GIVEN REQUEST: Copy the records below from their first line through the line containing "(786, 1052)", inclusive, substituting "module" for each occurrence of "component" and leaving everything else unchanged.

►

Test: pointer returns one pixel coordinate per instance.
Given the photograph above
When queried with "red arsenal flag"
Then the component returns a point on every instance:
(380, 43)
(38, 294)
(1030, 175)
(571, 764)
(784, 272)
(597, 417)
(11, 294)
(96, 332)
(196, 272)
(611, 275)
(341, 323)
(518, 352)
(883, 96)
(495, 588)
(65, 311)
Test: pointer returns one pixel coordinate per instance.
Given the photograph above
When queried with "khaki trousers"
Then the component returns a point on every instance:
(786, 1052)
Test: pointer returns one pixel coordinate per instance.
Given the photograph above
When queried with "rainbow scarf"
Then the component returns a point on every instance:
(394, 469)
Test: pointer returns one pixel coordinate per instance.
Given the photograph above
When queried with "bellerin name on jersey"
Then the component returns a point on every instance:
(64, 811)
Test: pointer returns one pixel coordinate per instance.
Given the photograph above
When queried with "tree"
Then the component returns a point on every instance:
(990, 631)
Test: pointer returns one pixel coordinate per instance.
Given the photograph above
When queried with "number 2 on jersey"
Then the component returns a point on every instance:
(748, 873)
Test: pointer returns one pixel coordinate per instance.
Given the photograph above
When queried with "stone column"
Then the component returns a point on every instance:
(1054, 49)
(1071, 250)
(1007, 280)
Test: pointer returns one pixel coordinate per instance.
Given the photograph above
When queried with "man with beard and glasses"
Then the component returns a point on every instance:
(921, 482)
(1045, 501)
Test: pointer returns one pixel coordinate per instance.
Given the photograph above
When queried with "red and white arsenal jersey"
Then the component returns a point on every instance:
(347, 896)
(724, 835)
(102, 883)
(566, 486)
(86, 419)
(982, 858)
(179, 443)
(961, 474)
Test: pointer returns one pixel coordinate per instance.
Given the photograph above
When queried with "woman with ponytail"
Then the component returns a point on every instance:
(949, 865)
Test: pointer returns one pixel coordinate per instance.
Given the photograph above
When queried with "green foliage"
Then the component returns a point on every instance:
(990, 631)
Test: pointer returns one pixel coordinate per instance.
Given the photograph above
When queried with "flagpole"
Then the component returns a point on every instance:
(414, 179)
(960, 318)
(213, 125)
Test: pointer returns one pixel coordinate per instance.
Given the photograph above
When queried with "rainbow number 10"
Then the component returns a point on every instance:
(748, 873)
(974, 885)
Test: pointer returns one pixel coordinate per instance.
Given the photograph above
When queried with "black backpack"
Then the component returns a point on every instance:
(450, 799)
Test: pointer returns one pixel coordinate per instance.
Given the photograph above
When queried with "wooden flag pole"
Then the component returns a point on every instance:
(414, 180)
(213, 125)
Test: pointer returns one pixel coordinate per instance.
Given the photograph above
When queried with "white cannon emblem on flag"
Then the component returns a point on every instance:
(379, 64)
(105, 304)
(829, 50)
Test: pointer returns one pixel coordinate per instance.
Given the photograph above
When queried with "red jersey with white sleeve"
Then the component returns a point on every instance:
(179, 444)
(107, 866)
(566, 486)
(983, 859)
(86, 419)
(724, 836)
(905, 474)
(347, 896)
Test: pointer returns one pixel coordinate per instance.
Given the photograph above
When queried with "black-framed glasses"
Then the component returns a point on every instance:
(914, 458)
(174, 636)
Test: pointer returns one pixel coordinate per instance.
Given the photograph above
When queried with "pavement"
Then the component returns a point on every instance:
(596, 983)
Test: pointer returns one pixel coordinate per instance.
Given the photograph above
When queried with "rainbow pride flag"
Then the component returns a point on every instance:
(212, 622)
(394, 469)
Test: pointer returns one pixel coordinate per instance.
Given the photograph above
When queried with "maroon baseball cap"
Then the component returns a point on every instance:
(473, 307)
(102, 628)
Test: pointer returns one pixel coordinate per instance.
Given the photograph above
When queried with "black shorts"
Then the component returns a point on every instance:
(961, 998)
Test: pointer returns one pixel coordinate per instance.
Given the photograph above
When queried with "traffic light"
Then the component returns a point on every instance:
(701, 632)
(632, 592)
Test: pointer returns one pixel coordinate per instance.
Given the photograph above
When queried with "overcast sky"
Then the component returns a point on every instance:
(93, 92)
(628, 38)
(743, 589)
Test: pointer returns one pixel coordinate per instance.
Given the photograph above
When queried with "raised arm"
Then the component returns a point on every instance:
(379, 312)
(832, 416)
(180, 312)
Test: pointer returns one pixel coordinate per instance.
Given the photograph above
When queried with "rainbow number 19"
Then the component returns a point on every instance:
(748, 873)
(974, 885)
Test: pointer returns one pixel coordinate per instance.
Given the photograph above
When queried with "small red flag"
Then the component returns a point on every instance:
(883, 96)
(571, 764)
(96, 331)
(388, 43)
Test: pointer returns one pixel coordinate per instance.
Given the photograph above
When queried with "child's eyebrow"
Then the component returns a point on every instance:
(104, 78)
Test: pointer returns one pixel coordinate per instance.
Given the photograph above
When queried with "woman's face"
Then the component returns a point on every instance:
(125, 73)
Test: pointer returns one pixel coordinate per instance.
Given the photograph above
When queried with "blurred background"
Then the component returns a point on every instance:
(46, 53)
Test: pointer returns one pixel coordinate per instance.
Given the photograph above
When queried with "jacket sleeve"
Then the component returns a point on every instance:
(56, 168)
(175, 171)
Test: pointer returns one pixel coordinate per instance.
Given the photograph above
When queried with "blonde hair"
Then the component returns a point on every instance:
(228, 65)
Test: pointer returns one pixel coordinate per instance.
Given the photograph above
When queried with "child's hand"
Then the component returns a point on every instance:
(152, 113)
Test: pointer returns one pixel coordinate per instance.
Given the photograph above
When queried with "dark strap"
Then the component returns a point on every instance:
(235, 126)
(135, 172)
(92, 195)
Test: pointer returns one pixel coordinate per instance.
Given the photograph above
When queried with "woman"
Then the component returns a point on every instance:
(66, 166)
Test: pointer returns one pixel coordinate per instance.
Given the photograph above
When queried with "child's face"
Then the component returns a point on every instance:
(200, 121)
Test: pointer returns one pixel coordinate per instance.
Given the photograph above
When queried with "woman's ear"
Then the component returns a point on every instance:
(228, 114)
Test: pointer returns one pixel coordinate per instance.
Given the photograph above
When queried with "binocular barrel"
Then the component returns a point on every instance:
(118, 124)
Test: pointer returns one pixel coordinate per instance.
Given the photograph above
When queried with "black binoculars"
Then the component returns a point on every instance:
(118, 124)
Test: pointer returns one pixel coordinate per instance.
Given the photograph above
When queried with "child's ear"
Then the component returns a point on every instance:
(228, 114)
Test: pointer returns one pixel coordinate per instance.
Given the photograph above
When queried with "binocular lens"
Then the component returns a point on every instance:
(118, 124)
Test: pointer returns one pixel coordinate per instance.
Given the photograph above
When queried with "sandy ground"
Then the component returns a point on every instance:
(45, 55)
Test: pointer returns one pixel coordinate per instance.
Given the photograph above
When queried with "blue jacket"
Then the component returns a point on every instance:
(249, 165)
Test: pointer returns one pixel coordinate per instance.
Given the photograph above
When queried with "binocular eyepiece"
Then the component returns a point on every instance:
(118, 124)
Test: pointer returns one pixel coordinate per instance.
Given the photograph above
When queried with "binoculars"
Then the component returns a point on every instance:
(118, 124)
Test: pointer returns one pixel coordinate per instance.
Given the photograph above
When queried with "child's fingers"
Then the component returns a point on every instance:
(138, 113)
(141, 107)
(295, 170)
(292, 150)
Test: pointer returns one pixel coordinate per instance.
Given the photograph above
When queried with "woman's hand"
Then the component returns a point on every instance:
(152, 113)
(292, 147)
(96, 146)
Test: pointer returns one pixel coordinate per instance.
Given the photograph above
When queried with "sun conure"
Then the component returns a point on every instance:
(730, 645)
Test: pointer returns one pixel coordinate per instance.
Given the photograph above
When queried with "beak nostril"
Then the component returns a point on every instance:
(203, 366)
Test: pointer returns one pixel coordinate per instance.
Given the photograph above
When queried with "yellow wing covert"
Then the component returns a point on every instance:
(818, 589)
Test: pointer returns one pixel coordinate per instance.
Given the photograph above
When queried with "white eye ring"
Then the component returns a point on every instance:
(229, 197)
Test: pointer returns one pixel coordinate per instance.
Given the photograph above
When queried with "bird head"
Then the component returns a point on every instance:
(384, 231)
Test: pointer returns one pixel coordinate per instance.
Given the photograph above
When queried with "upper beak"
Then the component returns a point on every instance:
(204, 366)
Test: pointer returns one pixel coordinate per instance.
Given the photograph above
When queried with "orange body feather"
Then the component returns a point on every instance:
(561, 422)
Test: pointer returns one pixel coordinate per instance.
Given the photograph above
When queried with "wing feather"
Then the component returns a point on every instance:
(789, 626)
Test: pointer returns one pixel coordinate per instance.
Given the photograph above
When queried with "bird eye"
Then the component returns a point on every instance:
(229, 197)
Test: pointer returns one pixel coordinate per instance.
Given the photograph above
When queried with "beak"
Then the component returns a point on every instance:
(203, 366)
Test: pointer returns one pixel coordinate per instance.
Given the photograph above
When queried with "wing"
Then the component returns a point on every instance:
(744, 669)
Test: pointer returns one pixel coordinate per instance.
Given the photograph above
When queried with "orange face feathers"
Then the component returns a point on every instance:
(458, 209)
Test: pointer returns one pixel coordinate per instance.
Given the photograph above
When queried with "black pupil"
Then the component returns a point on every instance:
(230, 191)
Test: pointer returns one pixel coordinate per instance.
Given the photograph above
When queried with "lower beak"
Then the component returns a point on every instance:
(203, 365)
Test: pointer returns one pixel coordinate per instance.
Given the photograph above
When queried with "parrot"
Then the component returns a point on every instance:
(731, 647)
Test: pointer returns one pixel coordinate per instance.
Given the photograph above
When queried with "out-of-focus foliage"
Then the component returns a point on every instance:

◄

COMPLETED TASK:
Test: pointer returns one pixel coordinate per instance.
Given the photograph above
When queried with "red arsenal flag"
Then the module returns a point on every instance:
(380, 43)
(38, 294)
(1030, 175)
(571, 764)
(784, 272)
(597, 417)
(11, 294)
(96, 332)
(196, 272)
(611, 275)
(341, 323)
(518, 352)
(883, 96)
(495, 588)
(65, 311)
Test: pointer returns one pixel coordinate per instance.
Given the photograph above
When queried with "khaki trousers"
Then the module returns a point on every instance:
(786, 1052)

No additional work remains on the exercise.